■ Dataset ■
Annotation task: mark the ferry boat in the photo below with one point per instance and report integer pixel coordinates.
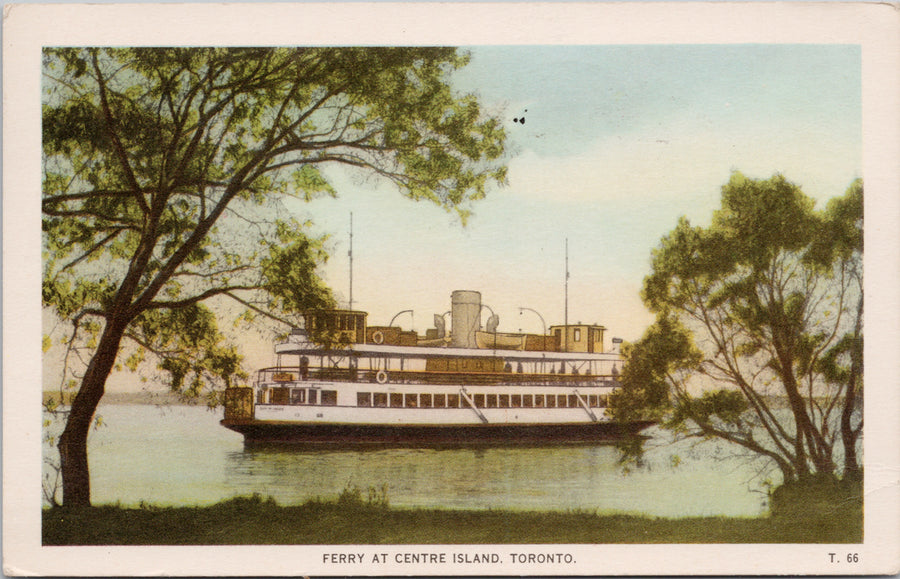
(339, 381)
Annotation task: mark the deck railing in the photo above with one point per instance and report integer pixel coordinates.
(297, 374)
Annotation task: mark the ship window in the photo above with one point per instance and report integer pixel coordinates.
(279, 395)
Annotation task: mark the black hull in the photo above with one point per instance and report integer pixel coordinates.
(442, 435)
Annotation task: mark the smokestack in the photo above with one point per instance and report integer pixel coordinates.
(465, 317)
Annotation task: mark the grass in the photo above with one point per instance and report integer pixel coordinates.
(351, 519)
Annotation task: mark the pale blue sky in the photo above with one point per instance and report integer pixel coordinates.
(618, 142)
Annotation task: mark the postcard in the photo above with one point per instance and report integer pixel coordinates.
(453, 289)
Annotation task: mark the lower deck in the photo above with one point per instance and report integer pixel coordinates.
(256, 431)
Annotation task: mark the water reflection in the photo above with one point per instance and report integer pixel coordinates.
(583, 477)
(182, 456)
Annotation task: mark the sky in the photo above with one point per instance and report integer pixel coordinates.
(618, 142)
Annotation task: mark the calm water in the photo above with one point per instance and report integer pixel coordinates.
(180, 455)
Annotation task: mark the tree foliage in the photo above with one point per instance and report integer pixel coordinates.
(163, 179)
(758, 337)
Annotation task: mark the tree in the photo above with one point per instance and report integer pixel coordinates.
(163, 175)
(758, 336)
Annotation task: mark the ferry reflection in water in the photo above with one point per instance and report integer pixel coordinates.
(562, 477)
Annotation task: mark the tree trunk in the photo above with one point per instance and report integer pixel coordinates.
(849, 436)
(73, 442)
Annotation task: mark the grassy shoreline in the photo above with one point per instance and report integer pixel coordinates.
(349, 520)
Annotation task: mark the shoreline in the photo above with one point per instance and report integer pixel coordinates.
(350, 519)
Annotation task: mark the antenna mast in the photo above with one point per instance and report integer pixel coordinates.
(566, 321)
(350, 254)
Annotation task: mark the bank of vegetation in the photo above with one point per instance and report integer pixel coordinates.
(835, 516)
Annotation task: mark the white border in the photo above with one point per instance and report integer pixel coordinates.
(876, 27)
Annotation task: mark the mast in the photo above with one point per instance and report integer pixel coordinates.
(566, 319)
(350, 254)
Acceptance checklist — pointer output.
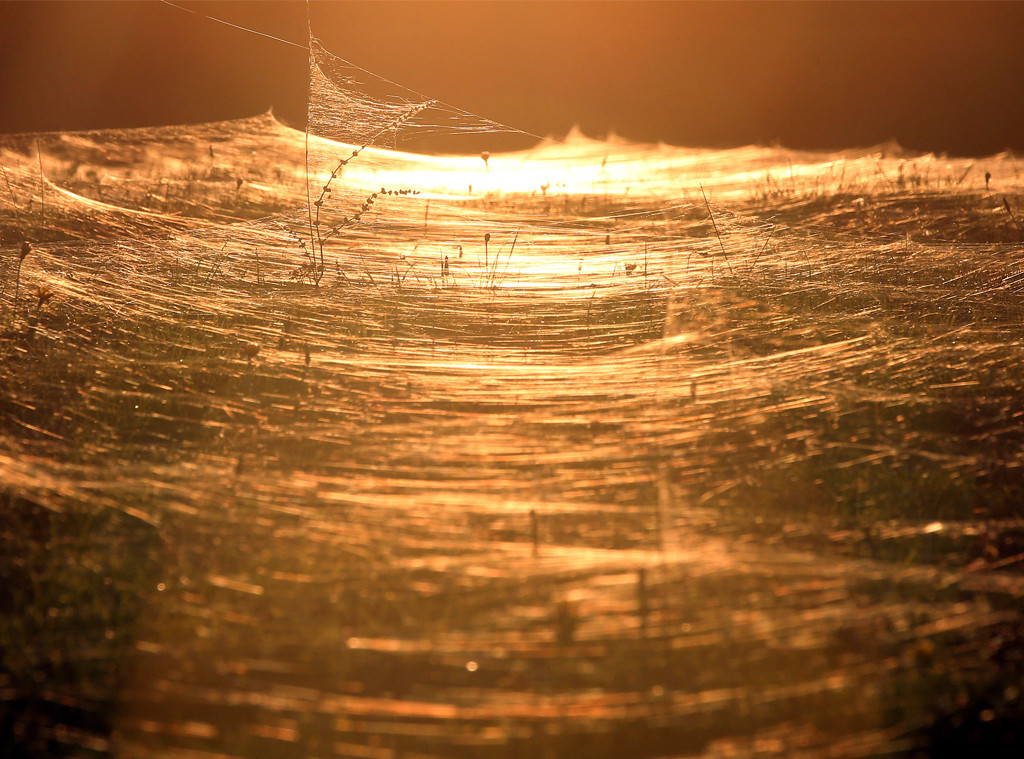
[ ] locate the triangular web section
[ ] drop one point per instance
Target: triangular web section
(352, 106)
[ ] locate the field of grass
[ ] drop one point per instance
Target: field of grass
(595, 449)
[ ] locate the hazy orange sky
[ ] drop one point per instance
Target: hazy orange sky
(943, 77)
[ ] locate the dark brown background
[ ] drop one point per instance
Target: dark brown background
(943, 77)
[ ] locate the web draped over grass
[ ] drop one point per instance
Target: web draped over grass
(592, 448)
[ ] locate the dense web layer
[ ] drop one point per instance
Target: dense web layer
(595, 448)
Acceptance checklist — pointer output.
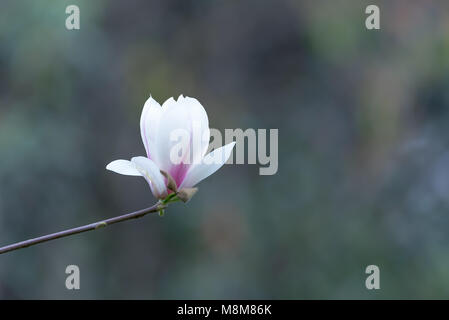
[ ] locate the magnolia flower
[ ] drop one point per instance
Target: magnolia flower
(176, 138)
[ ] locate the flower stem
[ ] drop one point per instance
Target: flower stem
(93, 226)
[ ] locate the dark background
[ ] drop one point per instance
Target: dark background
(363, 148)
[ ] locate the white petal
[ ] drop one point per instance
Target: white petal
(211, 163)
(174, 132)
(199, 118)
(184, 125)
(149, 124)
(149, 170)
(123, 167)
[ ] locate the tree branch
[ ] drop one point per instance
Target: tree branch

■ Instructions to follow ■
Please rewrite all the items above, changing every "instance" to "object" and leaving everything else as it is. Leave the pictures out.

■ Reply ■
Annotation task: mark the ferry boat in the photo below with one point per object and report integer pixel coordinates.
(339, 381)
Annotation task: mark the deck railing in the photo above with one point per object and report integer pixel coordinates.
(297, 374)
Annotation task: mark the ship window in the photo above with one point per object and report integer pixel coordinates.
(279, 395)
Annotation task: mark the black hull in the photo above with one point per object and report integer pixel coordinates.
(442, 435)
Annotation task: mark the smokestack in the photo above with one point per object and report integer pixel coordinates.
(465, 317)
Annotation task: mark the grass in the photo above with one point per object and report integer pixel coordinates.
(351, 519)
Annotation task: mark the pale blue sky in the photo above with one point per object and report integer pixel coordinates.
(618, 142)
Annotation task: mark the postcard in the photo above with one point per object and report integer pixel coordinates.
(453, 289)
Annotation task: mark the lower deck in the photo above with one point per object and report integer pixel coordinates.
(256, 431)
Annotation task: mark the water reflection in the photo above with one point per object and report integer pixel coordinates.
(583, 477)
(182, 456)
Annotation task: mark the sky in the photo above with one point per object and report integer pixel coordinates.
(618, 142)
Annotation task: mark the calm water in the photo above with one point per object and report integer pixel coordinates.
(180, 455)
Annotation task: mark the tree foliage in the photo above with one point per object and report integer pixel coordinates.
(163, 179)
(758, 337)
Annotation task: mark the tree in the photo above with one point per object and report integer pixel coordinates.
(163, 175)
(758, 336)
Annotation task: mark the ferry reflection in water in the photo above with one point per object and report integer pixel coordinates.
(562, 477)
Annotation task: mark the tree trunk in the photo above with one point per object and report integer pixel coordinates.
(849, 436)
(73, 442)
Annotation task: mark the grassy shoreline in the photo above with one point per object and report integer pixel coordinates.
(349, 520)
Annotation task: mark the shoreline in the photo above with one point per object and report integer pixel coordinates.
(350, 519)
Annotation task: mark the antenna mast in the photo above with one point per object and report integer pixel coordinates.
(566, 321)
(350, 254)
Annotation task: mark the bank of vegetation in the photo above with one point per object and report integer pixel coordinates.
(835, 516)
Annotation task: mark the white border in the photo above with one point per object and report integer pixel coordinates.
(876, 27)
Annotation task: mark the mast in the photo above with one point per object and report integer pixel coordinates.
(566, 319)
(350, 254)
Acceptance checklist — pointer output.
[ ] locate the triangular web section
[ ] drop one point per object
Target: triangular web section
(352, 106)
[ ] locate the field of grass
[ ] drop one point per object
Target: field of grass
(595, 449)
[ ] locate the hazy orange sky
[ ] drop one point per object
Target: hazy orange sky
(943, 77)
[ ] locate the dark brown background
[ ] drop one point per object
Target: dark brown background
(943, 77)
[ ] locate the web draped over grass
[ ] drop one point per object
Target: web draped over grass
(592, 448)
[ ] locate the dense web layer
[ ] drop one point per object
Target: dense web layer
(595, 448)
Acceptance checklist — pointer output.
[ ] locate the magnolia flower
[ ] drop one point per object
Target: magnolia flower
(176, 138)
[ ] locate the flower stem
[ ] drop one point per object
Target: flower stem
(93, 226)
[ ] locate the dark background
[ ] drop one point per object
Target: dark background
(363, 148)
[ ] locate the white petal
[ ] drop one point per object
Target: white petal
(211, 163)
(174, 132)
(199, 118)
(184, 125)
(149, 124)
(149, 170)
(123, 167)
[ ] locate the tree branch
[ ] drop one point per object
Target: tree branch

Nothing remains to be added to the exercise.